[Python-3000] bytes and dicts (was: PEP 3137: Immutable Bytesand Mutable Buffer)

Sat Sep 29 05:08:06 CEST 2007

On 9/28/07, Terry Reedy <tjreedy at udel.edu> wrote:
> "Guido van Rossum" <guido at python.org> wrote in message
> news:ca471dc20709281140q2ef95c2ap8bbc7b7d3d46ebc0 at mail.gmail.com...
> |
> | Well, if we wanted "x" and b"x" to compare unequal instead of raising
> | an exception, we could just define it that way (it was that way until
> | just before 3.0a1). But we're explicitly defining it to raise a
> | TypeError so as to catch buggy code. I think trying to fix dict lookup
> | so that it, and only it, treats this as unequal, would be adding too
> | many quirks.
> |
> | We could choose to kill the TypeError altogether. If we keep it, we
> | should consistently let it raise TypeError everywhere.
> |
> | The question is whether it's worth the effort to raise TypeError when
> | the *potential* exists that a certain hash sequence *could* raise this
> | TypeError. I'm less and less convinced -- after all, we're making the
> | exception only for bytes/str, not for other types that might raise
> | TypeError upon comparison.
> |
> | So, I think that after all this was a bad idea. Sorry.
>
> If you mean making a special case exception for string/bytes equality test,
> I agree.  Would a restricted key dict (say, rdict, in collections) solve
> the problem you are aiming at?
>
> import collections
> adict = rdict(str)
> bdict = rdict(bytes)
>
> Now any buggy insertions get caught.

That sounds like a completely different use case -- a typechecking dict.

The use case we started with is to catch programmers who accidentally
mix str and bytes as dict keys -- those programmers aren't likely to
have thought much about their key type, so they're not likely to go
out of their way to use the rdict you propose above.

But here's a clever trick that might just do the job, without any
extra effort: make it so that the hash() of a bytes string containing
only ASCII bytes is the same as that of a text string containing only
ASCII characters. Likely, programmers will attempt to look up keys
that they know are in the dict -- and if they use the wrong type,
because of the identical hash values, they will get the TypeError as
soon as they compare it to the first object at the hashed location.

Even better, in the proposal we'll be reusing the old PyString type
for the new immutable bytes type, and its hash *already* is equal to
that of a PyUnicode object if they both contain the same ASCII bytes
only. (This used to be by design in 2.x, and I maintained this
property when I made PyUnicode's hash a lot faster.)

-- 
--Guido van Rossum (home page: http://www.python.org/~guido/)

▸ Exercise
In the mailing-list post, which existing type will be reused for the new immutable bytes type? The data after this point comes from a different source.

▸ Data shown
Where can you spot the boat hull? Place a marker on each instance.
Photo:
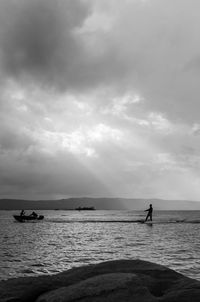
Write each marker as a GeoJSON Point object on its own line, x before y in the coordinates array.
{"type": "Point", "coordinates": [24, 218]}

▸ Output below
The old PyString type.